> **LISTED RECORDS**:
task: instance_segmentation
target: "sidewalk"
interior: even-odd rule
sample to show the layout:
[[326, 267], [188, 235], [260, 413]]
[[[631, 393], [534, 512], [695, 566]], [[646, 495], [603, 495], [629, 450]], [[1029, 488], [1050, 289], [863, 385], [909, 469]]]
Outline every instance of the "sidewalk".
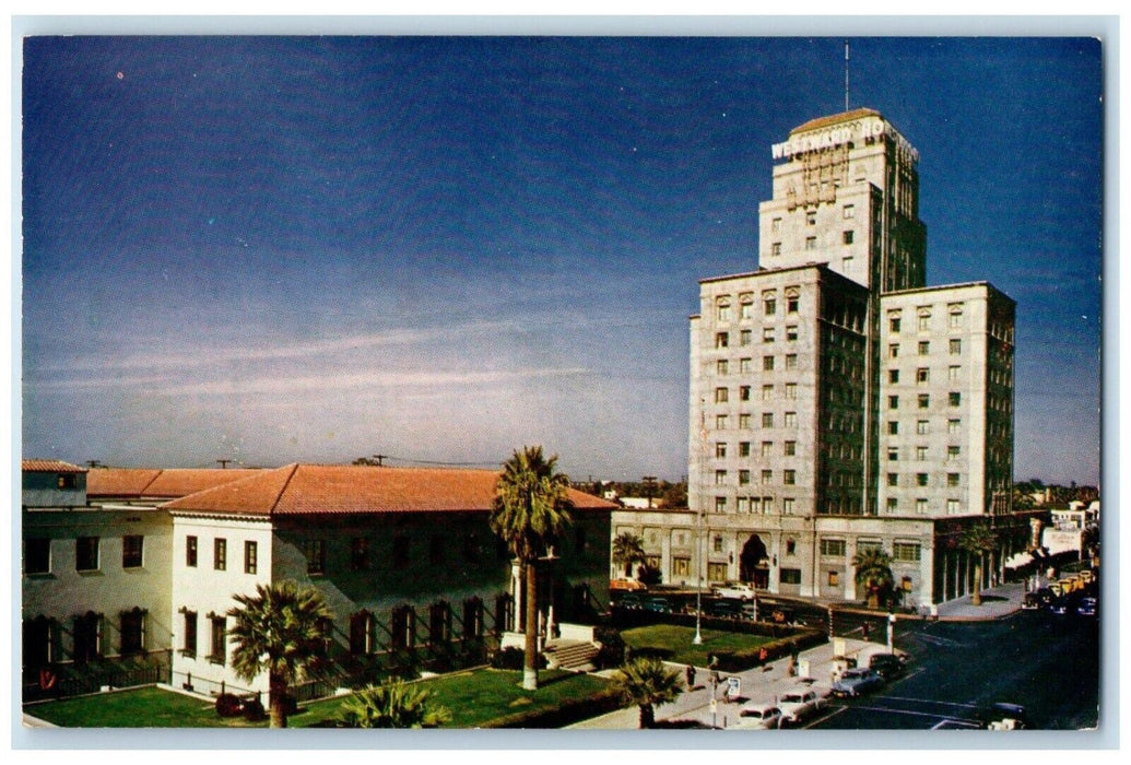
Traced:
[[[846, 656], [856, 659], [860, 667], [867, 667], [869, 656], [873, 653], [884, 653], [888, 650], [882, 643], [865, 643], [864, 641], [853, 638], [843, 639], [845, 642]], [[812, 678], [811, 684], [804, 682], [802, 678], [789, 676], [788, 656], [769, 662], [763, 668], [756, 668], [744, 672], [722, 672], [715, 694], [718, 702], [714, 715], [710, 711], [710, 671], [707, 668], [697, 667], [694, 687], [690, 691], [684, 690], [680, 694], [674, 704], [665, 704], [657, 707], [656, 721], [690, 721], [707, 728], [726, 728], [735, 723], [739, 719], [739, 708], [746, 702], [775, 702], [776, 697], [786, 690], [806, 685], [817, 689], [821, 695], [824, 695], [824, 691], [832, 684], [832, 643], [826, 643], [801, 653], [801, 662], [798, 663], [809, 662], [809, 677]], [[668, 663], [668, 667], [677, 670], [681, 676], [683, 674], [684, 664]], [[599, 672], [599, 674], [607, 677], [613, 672], [615, 670], [605, 670]], [[728, 677], [736, 677], [741, 680], [742, 700], [724, 700], [726, 689], [725, 678]], [[603, 714], [599, 717], [584, 720], [568, 728], [578, 730], [627, 730], [639, 727], [640, 710], [632, 706]]]

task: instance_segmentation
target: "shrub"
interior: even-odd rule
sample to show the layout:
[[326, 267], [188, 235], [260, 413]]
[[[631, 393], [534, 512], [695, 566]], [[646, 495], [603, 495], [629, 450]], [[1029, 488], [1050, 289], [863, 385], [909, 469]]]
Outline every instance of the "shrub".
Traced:
[[243, 702], [235, 694], [221, 694], [216, 697], [216, 714], [222, 717], [238, 717], [243, 710]]

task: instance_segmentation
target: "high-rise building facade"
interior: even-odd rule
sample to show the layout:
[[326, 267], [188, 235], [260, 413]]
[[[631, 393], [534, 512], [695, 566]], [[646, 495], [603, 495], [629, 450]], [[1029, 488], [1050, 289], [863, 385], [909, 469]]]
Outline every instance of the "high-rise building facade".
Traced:
[[[619, 512], [614, 533], [676, 584], [853, 600], [852, 559], [879, 547], [905, 603], [965, 594], [961, 528], [1020, 527], [1015, 303], [926, 286], [918, 154], [879, 112], [812, 120], [771, 152], [759, 267], [702, 280], [690, 320], [690, 509]], [[1020, 543], [1004, 542], [994, 576]]]

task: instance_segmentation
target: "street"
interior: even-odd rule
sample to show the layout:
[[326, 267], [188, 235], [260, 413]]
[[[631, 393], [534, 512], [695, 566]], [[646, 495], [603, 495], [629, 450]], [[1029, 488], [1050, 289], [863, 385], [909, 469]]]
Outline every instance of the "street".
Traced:
[[[881, 642], [872, 629], [872, 641]], [[1025, 706], [1030, 728], [1098, 724], [1097, 619], [1021, 611], [996, 621], [907, 620], [898, 624], [896, 647], [913, 656], [905, 677], [878, 694], [834, 700], [809, 728], [931, 729], [943, 721], [961, 728], [995, 702]]]

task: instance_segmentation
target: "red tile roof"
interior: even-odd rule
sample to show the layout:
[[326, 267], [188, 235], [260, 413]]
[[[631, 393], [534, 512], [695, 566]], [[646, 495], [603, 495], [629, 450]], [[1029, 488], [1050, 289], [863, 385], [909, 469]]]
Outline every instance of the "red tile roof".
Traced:
[[883, 117], [880, 112], [874, 109], [854, 109], [849, 112], [841, 112], [839, 114], [829, 114], [828, 117], [818, 117], [815, 120], [810, 120], [804, 124], [794, 128], [789, 131], [789, 135], [795, 132], [804, 132], [805, 130], [817, 130], [818, 128], [827, 128], [830, 124], [839, 124], [840, 122], [849, 122], [852, 120], [858, 120], [862, 117]]
[[72, 465], [62, 459], [24, 459], [20, 470], [25, 473], [85, 473], [85, 467]]
[[88, 498], [174, 499], [262, 473], [261, 470], [159, 470], [105, 467], [86, 478]]
[[[239, 515], [348, 515], [490, 510], [497, 471], [287, 465], [175, 499], [170, 510]], [[579, 510], [618, 505], [573, 489]]]

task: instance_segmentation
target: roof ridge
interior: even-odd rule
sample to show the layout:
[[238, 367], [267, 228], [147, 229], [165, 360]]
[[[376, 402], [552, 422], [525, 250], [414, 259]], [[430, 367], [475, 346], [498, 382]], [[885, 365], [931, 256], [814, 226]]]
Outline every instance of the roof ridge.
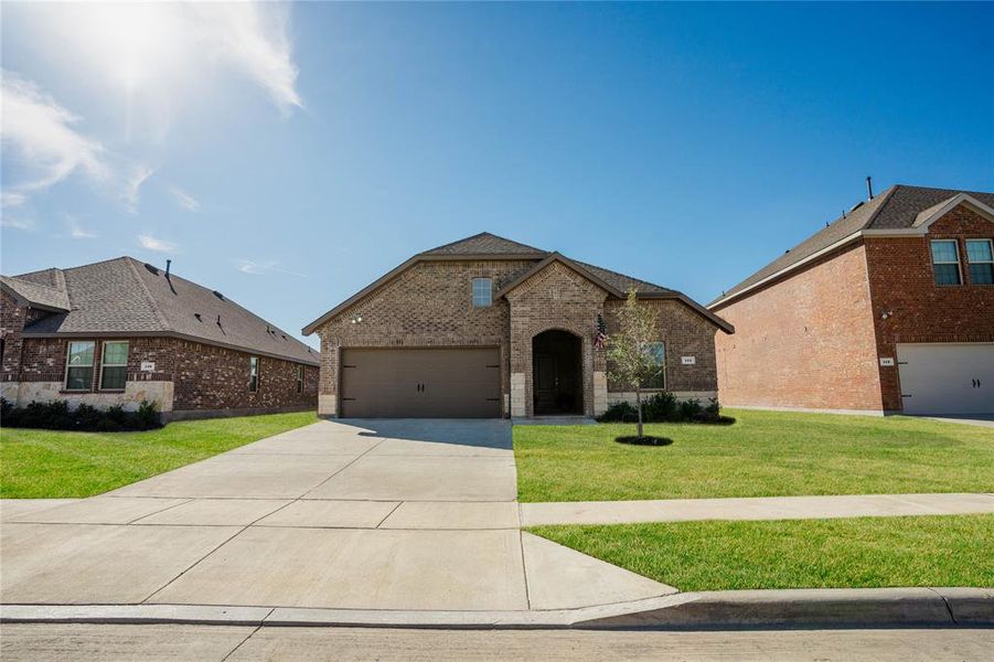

> **SET EXERCISE**: Return every line of the records that contains the word "street".

> **THE REPLY**:
target: "street"
Outline every instance of the "street".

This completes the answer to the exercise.